▶ _目標_
(a) 大垣藩についての本文によると、藩の財政改革で大きな実績を上げた経世家は誰か。
(b) 大垣藩についての本文を、最後の文の後から書き進めよ。

--- 表示テキスト ---

大垣藩 (おおがきはん)
≪場所≫ 大垣市


大垣藩は譜代大名であったため、幕府とは親密な関係に
あることから佐幕派としての意識が強い。
大政奉還後も藩内では、佐幕派の思想が強く残り、旧幕府
への支援をする趣旨を表していた。
京都に近いこともあって、朝廷側からはたびたび出京要請
が出され、新政府へ順応するよう命ぜられていたが、大垣
藩はこれにそうやすやすとは応じなかった。

藩の財政改革に大きな実績を上げた経世家・小原鉄心(
おばらてっしん)は藩家老としての立場から、時勢をよく
読み取り、勤王への忠誠なくして藩の存続は有り得ないと
考えていた。
鉄心の想いを察知した新政府は、大垣藩に命じて、鉄心を
上京させ、参与の要職につける旨を伝令した。

--- データ記録 ---

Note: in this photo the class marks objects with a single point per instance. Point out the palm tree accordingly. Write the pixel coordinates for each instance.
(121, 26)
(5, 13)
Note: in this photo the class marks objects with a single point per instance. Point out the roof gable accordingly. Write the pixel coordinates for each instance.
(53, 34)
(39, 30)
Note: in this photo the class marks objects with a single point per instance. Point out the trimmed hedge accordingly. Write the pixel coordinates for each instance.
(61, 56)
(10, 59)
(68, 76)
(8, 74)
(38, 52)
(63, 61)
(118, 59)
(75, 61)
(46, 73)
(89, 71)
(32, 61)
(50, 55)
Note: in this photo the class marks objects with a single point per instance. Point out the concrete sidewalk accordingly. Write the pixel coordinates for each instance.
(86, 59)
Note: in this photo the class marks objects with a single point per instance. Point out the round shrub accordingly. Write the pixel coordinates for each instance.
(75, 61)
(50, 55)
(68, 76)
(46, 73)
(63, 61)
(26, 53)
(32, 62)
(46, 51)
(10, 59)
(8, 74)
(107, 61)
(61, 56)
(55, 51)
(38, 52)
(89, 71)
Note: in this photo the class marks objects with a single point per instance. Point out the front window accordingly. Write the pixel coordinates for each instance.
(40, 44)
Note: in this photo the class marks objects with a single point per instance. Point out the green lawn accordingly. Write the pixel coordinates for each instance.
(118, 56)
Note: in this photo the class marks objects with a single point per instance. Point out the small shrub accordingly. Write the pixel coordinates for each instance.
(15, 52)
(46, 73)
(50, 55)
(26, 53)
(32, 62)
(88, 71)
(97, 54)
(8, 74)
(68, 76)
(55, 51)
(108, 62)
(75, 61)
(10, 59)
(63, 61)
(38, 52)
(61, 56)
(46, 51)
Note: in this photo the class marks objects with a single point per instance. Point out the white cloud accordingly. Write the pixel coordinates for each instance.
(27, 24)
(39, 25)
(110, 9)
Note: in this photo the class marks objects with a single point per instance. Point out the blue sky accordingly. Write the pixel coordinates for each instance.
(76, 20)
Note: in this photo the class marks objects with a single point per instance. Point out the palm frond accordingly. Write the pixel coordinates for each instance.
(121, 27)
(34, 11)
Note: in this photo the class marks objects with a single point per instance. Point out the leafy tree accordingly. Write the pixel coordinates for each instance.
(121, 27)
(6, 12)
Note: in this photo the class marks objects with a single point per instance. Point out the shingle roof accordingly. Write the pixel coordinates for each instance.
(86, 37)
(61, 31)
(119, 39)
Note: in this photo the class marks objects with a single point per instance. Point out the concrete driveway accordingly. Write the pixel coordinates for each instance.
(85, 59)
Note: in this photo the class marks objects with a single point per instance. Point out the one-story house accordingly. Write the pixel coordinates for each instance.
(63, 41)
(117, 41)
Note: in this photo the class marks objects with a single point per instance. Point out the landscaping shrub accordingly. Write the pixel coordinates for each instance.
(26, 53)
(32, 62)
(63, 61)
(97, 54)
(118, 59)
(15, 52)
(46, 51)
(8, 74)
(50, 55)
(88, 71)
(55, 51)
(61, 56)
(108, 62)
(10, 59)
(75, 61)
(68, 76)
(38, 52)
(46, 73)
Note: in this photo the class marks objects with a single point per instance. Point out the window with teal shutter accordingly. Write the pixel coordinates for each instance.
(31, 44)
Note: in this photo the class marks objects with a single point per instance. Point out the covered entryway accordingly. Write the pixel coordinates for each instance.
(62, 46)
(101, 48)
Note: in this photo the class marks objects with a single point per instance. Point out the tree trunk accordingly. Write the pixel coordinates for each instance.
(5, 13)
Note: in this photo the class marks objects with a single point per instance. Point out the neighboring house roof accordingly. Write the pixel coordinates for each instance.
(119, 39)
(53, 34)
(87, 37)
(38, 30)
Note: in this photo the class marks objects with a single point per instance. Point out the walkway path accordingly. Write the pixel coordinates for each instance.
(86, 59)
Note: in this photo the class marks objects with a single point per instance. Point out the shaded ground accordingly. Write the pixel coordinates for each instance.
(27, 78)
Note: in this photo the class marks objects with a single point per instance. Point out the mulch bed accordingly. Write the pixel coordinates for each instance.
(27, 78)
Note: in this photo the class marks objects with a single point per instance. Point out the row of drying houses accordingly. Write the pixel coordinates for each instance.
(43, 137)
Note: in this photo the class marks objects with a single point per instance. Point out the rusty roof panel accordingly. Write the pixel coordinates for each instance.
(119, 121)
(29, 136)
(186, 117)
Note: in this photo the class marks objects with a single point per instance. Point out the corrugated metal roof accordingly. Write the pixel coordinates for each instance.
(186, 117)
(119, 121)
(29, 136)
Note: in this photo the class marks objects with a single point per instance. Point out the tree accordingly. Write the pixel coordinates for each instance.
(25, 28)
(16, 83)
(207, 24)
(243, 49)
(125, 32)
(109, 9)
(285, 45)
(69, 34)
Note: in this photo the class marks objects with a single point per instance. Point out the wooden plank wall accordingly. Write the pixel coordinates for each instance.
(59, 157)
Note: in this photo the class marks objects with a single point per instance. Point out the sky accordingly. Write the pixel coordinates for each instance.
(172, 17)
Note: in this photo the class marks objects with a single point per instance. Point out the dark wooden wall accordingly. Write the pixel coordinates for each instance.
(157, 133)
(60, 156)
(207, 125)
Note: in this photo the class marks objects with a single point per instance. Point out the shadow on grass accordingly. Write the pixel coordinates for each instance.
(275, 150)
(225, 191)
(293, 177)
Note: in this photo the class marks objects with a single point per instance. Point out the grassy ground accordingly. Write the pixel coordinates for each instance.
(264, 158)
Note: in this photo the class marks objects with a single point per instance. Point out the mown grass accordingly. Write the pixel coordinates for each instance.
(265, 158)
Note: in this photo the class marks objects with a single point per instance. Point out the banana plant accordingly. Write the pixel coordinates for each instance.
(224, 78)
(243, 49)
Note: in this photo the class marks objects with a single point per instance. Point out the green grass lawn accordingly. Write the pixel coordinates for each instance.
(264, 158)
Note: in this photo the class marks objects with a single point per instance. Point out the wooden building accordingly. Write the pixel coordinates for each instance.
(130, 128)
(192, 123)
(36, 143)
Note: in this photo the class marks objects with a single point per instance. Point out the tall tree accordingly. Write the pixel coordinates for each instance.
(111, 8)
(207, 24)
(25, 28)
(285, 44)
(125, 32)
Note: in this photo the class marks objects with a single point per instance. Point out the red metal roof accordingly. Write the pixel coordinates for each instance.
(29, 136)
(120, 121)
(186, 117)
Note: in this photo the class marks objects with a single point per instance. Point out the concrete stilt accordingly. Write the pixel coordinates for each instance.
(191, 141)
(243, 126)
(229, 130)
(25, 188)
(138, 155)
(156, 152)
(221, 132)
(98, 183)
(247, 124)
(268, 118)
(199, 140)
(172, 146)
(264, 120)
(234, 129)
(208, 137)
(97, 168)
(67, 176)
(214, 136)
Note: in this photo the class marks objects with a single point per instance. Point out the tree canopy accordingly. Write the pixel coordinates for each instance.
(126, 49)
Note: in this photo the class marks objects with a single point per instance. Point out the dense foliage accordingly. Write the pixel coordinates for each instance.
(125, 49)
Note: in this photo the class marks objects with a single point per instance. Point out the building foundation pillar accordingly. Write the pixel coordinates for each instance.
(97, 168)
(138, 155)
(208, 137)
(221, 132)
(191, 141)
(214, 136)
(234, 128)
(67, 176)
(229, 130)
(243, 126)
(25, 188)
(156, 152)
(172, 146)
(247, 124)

---

▶ _最終回答_
(a) 小原鉄心(おばらてっしん)である。

(b)
藩内から新政府の要職が出るならば、大いに歓迎すべき
との空気が流れたが、鳥羽・伏見の戦いが勃発すると鉄
心の子・小原兵部は、佐幕派に流れ、大坂城警備にあたっ
ていた大垣藩兵を率いて旧幕府軍の先鋒隊となって
しまった。
父・鉄心は新政府側に立ち、子の兵部は旧幕府軍に立った
のである。
大垣藩内でも勤王か佐幕かで藩論が分かれ、去就が揺れ
動いていたため、鉄心は藩主をはじめ藩の重臣を列席させ
た会議で、長々と今の時勢を説き、時勢に逆らうおろかさを
訴えた。
この長時間にも及ぶ、会議の結果、決議は勤王に決した
のである。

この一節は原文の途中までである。